● **Set problem**
Nothing but the lines from the line with "If you could point out the broom" through the end of the data is to be copied, and each is to be copied exactly.

[BEGIN]

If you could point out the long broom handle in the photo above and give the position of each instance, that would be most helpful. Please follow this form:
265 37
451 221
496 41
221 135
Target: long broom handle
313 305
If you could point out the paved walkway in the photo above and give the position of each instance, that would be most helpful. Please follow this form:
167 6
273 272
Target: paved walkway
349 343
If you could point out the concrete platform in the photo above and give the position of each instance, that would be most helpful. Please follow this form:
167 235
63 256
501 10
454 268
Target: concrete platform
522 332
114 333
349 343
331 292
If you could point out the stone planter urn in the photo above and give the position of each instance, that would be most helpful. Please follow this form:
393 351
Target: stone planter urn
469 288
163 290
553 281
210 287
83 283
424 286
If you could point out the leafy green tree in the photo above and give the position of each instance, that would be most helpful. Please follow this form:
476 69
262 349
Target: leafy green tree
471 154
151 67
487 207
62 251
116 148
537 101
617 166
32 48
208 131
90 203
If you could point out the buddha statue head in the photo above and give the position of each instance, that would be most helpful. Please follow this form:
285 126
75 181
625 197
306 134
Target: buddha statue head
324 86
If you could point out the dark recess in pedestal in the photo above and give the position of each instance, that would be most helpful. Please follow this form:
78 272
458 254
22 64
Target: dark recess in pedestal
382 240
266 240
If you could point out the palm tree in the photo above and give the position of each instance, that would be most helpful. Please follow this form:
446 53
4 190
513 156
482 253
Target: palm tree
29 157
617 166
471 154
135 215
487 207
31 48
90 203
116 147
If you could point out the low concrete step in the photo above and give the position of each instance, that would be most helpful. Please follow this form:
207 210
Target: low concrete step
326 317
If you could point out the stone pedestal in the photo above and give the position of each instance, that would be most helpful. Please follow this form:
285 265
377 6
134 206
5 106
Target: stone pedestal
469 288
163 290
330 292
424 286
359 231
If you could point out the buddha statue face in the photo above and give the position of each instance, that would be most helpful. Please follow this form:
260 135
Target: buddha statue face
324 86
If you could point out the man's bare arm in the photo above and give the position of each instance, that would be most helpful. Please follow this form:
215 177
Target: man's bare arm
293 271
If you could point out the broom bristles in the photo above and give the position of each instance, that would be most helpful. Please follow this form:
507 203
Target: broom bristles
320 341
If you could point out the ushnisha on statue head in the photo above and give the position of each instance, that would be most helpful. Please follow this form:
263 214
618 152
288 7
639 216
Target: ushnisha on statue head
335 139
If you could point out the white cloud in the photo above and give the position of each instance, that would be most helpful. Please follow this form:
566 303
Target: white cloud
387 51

[END]

● **Answer in full**
If you could point out the broom bristles in the photo above and give the position of each instance, that would be most helpful. Please follow this form:
507 203
Target: broom bristles
320 341
If you could point out the ushnisha on statue head in the photo above and give the position of each instance, that would be most helpful. Please follow this form:
263 214
618 152
288 7
639 216
Target: ushnisha on statue head
335 139
If you could point out the white cloud in the photo above and give the position of each instance, that would be most helpful. Please follow this form:
566 303
Target: white cloud
387 51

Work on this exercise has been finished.